■ **STATED TASK**:
Please repeat the lines from the one containing "to detect pitched" down through the end of the records, putting "mark" wherever "outline" appears and leaving everything else as it stands.

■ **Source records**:
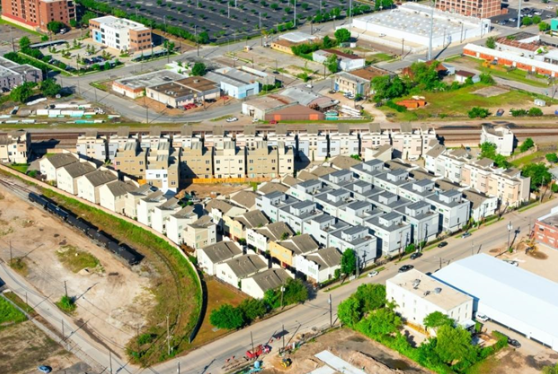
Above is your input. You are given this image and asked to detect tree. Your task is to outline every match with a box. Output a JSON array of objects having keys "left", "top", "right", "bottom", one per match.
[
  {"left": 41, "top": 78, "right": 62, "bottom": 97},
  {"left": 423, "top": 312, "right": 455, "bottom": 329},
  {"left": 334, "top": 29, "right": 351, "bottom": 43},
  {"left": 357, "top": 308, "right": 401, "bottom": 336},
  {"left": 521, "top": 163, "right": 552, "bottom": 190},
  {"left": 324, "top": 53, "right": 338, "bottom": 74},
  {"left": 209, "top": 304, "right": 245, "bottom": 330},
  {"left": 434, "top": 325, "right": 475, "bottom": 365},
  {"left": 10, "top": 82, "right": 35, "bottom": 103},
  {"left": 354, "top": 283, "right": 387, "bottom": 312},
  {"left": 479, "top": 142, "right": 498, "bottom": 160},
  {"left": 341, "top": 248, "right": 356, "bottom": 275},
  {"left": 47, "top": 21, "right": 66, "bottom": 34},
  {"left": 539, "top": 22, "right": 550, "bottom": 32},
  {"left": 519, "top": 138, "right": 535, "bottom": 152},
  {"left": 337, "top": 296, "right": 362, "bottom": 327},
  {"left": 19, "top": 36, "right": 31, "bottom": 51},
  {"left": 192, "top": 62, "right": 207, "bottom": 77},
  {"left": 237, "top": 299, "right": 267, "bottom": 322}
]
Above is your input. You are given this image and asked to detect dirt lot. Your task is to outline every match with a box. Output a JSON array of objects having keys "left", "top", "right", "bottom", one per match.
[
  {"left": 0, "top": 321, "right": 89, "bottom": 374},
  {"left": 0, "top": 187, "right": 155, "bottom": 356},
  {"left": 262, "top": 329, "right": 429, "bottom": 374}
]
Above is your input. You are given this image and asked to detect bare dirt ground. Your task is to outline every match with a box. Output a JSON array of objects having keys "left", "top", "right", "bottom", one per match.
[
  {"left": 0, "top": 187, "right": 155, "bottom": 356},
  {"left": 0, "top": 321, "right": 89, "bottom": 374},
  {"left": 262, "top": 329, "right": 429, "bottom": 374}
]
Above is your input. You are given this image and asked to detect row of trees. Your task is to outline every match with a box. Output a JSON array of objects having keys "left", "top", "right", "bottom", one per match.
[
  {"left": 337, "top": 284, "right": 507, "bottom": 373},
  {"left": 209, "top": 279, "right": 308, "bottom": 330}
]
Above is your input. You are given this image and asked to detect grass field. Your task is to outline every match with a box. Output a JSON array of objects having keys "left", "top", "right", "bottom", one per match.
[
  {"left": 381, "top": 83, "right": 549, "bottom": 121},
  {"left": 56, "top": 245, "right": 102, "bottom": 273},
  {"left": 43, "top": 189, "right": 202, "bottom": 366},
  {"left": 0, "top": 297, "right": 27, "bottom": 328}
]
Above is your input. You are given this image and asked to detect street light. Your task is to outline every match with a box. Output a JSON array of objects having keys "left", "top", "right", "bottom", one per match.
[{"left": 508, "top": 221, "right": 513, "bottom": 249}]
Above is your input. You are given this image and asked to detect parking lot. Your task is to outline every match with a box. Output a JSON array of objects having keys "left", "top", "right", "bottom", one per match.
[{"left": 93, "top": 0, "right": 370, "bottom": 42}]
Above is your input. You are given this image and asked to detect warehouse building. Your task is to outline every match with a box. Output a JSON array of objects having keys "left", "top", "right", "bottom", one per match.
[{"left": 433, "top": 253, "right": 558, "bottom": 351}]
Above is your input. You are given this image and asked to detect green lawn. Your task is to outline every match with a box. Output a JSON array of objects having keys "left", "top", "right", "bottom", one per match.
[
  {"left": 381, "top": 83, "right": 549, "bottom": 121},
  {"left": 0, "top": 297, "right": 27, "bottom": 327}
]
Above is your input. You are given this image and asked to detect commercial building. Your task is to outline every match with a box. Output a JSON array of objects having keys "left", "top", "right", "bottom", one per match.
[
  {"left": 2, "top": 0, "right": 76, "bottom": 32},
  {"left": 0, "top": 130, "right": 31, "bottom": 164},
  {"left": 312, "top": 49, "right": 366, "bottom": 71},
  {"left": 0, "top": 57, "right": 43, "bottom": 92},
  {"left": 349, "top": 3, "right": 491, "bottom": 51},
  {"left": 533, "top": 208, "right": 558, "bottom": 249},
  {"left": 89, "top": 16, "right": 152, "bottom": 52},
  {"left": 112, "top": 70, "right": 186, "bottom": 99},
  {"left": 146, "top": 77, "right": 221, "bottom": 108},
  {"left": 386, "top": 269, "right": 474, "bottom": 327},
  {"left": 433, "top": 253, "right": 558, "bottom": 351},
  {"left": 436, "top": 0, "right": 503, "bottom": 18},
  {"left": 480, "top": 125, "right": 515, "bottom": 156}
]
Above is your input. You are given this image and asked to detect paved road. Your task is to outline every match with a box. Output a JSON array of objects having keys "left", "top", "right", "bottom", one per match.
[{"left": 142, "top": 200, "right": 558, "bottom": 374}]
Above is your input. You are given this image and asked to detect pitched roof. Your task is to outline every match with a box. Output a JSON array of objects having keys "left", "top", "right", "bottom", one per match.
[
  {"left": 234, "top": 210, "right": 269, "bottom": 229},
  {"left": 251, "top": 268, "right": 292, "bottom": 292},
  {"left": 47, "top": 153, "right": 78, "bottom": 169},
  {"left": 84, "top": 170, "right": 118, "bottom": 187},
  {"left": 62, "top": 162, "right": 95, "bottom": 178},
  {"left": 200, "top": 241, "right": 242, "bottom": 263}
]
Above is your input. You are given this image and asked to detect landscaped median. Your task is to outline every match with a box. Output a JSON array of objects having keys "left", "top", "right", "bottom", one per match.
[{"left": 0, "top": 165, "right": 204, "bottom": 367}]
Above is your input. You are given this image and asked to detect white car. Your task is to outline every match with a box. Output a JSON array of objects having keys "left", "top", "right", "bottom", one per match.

■ **CORRECT OUTPUT**:
Above is your input. You are given this image and asked to detect pitched roof. Your task is to mark every match with a box. Output a JSON array of objects having keys "left", "top", "right", "bottom", one per match.
[
  {"left": 234, "top": 210, "right": 269, "bottom": 229},
  {"left": 251, "top": 268, "right": 292, "bottom": 292},
  {"left": 47, "top": 153, "right": 78, "bottom": 169},
  {"left": 84, "top": 170, "right": 118, "bottom": 187},
  {"left": 62, "top": 162, "right": 95, "bottom": 178},
  {"left": 200, "top": 241, "right": 242, "bottom": 263}
]
Above is your input. You are given this image and asked to detect landscaped median. Your task is to mark every match with a box. Output a JSON array of objects having keys "left", "top", "right", "bottom", one per match.
[{"left": 0, "top": 165, "right": 204, "bottom": 367}]
Above is your input. You are given this image and asked to detect white car. Your task is to mark every match with a box. Output a JSON array of objects having keys "left", "top", "right", "bottom", one per match.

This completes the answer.